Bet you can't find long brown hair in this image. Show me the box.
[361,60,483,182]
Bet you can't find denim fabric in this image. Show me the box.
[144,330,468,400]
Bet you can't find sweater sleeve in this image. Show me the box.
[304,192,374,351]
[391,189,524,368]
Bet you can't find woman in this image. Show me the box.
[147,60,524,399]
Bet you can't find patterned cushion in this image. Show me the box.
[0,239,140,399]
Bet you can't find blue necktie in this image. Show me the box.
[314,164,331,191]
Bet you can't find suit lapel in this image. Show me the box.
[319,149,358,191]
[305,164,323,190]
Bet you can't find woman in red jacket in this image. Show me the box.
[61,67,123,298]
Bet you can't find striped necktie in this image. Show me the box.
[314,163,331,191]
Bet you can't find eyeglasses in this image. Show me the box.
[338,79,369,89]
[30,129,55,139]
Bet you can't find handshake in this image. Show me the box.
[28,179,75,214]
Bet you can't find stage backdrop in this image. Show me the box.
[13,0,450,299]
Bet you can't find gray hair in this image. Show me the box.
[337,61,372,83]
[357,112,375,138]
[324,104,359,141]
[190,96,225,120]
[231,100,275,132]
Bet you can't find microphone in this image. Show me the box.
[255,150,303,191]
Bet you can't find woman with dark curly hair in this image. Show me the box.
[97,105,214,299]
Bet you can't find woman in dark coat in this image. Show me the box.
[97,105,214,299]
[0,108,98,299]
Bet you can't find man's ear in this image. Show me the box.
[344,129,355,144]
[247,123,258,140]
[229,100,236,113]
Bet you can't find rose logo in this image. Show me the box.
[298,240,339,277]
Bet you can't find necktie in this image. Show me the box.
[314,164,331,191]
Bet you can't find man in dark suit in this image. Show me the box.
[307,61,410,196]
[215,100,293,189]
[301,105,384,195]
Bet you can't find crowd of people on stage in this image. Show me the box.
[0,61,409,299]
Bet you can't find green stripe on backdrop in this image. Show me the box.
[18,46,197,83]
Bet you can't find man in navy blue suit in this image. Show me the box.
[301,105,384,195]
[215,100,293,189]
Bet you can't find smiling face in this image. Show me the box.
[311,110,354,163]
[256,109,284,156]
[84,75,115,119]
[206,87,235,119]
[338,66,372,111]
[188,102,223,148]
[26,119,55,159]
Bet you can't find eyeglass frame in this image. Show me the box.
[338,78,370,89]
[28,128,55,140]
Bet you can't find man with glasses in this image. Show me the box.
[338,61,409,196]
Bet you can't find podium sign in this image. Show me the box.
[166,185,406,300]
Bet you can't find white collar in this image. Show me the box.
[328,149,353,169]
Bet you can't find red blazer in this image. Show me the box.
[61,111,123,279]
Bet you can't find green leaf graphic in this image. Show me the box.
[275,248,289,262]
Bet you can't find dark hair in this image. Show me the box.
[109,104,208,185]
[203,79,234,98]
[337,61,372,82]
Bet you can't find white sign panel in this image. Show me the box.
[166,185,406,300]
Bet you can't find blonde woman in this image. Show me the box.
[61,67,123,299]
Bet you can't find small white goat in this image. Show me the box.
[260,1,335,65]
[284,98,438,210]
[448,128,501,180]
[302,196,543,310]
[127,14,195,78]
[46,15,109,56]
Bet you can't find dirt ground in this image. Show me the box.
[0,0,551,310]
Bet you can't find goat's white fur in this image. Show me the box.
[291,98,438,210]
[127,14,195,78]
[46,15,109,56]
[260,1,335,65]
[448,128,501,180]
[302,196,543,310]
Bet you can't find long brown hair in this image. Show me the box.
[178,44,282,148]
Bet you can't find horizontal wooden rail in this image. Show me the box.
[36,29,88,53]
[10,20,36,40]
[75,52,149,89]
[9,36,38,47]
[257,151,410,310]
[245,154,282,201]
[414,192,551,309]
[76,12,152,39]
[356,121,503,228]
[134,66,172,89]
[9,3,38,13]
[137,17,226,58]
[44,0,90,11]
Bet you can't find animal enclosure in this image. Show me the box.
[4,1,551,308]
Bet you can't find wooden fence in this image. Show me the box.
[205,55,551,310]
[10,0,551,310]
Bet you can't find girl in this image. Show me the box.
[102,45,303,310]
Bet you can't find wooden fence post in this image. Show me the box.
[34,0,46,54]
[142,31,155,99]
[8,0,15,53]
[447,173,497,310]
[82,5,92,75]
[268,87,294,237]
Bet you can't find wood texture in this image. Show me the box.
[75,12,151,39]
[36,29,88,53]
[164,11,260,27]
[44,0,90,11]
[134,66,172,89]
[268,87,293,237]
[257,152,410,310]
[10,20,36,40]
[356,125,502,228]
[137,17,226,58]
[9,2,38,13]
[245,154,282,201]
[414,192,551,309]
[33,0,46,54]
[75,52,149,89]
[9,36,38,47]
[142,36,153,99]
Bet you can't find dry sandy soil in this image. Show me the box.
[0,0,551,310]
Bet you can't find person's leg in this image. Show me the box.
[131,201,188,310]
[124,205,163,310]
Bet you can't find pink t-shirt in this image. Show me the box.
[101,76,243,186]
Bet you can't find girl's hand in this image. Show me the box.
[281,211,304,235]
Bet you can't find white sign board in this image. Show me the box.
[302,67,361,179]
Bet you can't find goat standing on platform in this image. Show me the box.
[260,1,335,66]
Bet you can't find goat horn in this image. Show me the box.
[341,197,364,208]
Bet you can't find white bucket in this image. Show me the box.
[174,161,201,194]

════════════════

> AIM
Copy all of the records above with "Show me the box" swapped for "Give me the bounding box", keeping every other word and line the same.

> FINAL ANSWER
Bet you can't find long brown hair in this image. Give me the bounding box.
[361,60,483,182]
Bet you can't find denim fabric in this image. Give me the bounding box.
[144,330,468,400]
Bet you can't find sweater sleeve in this image. Give me the bounding box.
[304,192,374,351]
[391,189,524,368]
Bet you can't find woman in this image. Give me the bounding box.
[147,60,524,399]
Bet you can't find patterned cushion in this image. Give me the bounding box.
[0,239,140,399]
Bet you can't find blue necktie in this image. Give me the bounding box.
[314,164,331,191]
Bet you can't find suit lapel in this image. Give me the bounding box.
[319,149,358,191]
[305,164,323,190]
Bet you can't find woman in red jacket in this image. Give me the bounding box.
[61,67,123,298]
Bet you can't find striped necktie in this image. Give me the bounding box.
[314,163,331,191]
Bet you can't find eyeglasses in this image. Give me the bounding box.
[338,79,369,89]
[30,129,55,139]
Bet you can't find handshake in this image. Give me the bounding box.
[28,179,75,214]
Bet you can't find stage backdrop in this image. Give me the bounding box.
[13,0,450,299]
Bet you can't find gray hair in this image. Give me the bounding box.
[337,61,372,83]
[357,112,375,138]
[324,104,359,141]
[190,96,225,120]
[231,100,275,132]
Bet you can't find microphone in this image. Give me the bounding box.
[255,150,303,191]
Bet you can't find woman with dark curly hair in this image. Give me the bounding box.
[97,105,214,299]
Bet you can't find woman in dark coat in this image. Give me the bounding box.
[97,105,214,299]
[0,108,98,299]
Bet you can't find man's ear in this image. Give me the bounding box.
[344,129,355,144]
[247,123,258,140]
[229,100,236,113]
Bet you can't find rose logo in this image. Give me the bounding box.
[298,240,339,277]
Bet you can't find necktie in this image. Give me the bounding box.
[314,164,331,191]
Bet you can't find man in dark suit in this image. Give me the bounding box.
[307,61,410,196]
[215,100,293,189]
[301,105,384,195]
Bet you can't find crowd of people on stage in this image. Give me the bounding box.
[0,61,409,299]
Bet you can't find green stripe on backdrop in this image. Give me the bounding box.
[18,46,197,83]
Bet you can't find man in navy blue suit in this image. Give me the bounding box.
[301,105,384,195]
[215,100,293,189]
Bet you can't find smiling face in this image. Give me the bounding box.
[311,110,354,163]
[256,109,284,156]
[84,75,115,119]
[206,87,235,119]
[338,66,372,111]
[188,102,223,148]
[26,119,55,159]
Bet you can't find eyeglass frame in this image. Give me the bounding box.
[338,78,370,89]
[28,128,55,140]
Bet you can't find man with glasses in this image. Give me the bounding box.
[338,61,409,196]
Bet you can't find podium sign in this image. Give me the bounding box.
[166,185,406,300]
Bet you can't find white collar in this image. Give me the bounding box.
[328,149,353,169]
Bet you can't find red blazer in this image. Give me the bounding box.
[61,111,123,279]
Bet you can't find green leaf graphic in this image. Give me the bounding box.
[275,248,289,262]
Bet you can't find dark hair in this image. Give me the bounding box.
[109,104,208,185]
[203,79,234,98]
[337,61,372,82]
Bet you can't find white sign panel in this image. Give me the bounding box.
[166,185,406,300]
Bet you can't find blonde woman in this image. Give me the bounding box.
[61,67,123,299]
Bet you can't find small white goat in this image. Give me the bounding box.
[260,1,335,65]
[284,98,438,210]
[448,128,501,180]
[302,196,543,310]
[127,14,195,78]
[46,15,109,56]
Bet you can't find dirt ground in this image. Give me the bounding box.
[0,0,551,310]
Bet you can't find goat's white fur in this image. Give me the bounding box.
[291,98,438,210]
[127,14,195,78]
[46,15,109,56]
[260,1,335,65]
[448,128,501,180]
[302,196,543,310]
Bet you can't find long brown hair in this image. Give me the bounding box.
[178,44,282,148]
Bet you can't find horizontal wooden rail in this image. Give me the bounding box.
[36,29,88,53]
[10,20,36,40]
[75,52,149,89]
[9,36,38,47]
[257,151,410,310]
[245,154,282,201]
[414,192,551,309]
[76,12,152,39]
[356,121,503,228]
[134,66,172,89]
[9,3,38,13]
[137,17,226,58]
[44,0,90,11]
Bet you can't find animal enclosure in this image. Give me the bounding box.
[4,1,551,308]
Bet you can't find wooden fence in this image. Give me the bounding box.
[205,55,551,310]
[10,0,551,310]
Bet you can't find girl in this image. Give me the bounding box.
[102,45,303,310]
Bet you can't find wooden fence post in this image. Give me the bounding box.
[34,0,46,54]
[142,31,155,99]
[8,0,15,53]
[447,173,497,310]
[82,5,92,75]
[268,87,294,237]
Bet you can't find wood texture in this image. Give me the bounding box.
[75,12,151,39]
[36,29,88,53]
[164,11,260,27]
[44,0,90,11]
[134,66,172,89]
[268,87,293,237]
[257,152,410,310]
[10,20,36,40]
[356,125,502,228]
[137,17,226,58]
[9,2,38,13]
[245,154,282,201]
[414,192,551,309]
[33,0,46,54]
[75,52,149,89]
[9,36,38,47]
[142,36,153,99]
Bet you can't find dry sandy soil in this image. Give me the bounding box.
[0,0,551,310]
Bet you can't find person's leg in this image. Give me the bounding box.
[131,201,188,310]
[124,205,163,310]
Bet you can't find pink t-shirt in this image. Give me the bounding box.
[101,76,243,186]
Bet you can't find girl's hand in this image. Give me the bounding box.
[281,211,304,235]
Bet you can't find white sign board in this image. Give me the bounding box.
[302,67,361,179]
Bet you can't find goat standing on platform in this image. Give me the bounding box.
[260,1,335,66]
Bet you can't find goat horn in this image. Give me the bounding box.
[341,197,364,208]
Bet you can't find white bucket in this image. Give me the bounding box.
[174,161,201,194]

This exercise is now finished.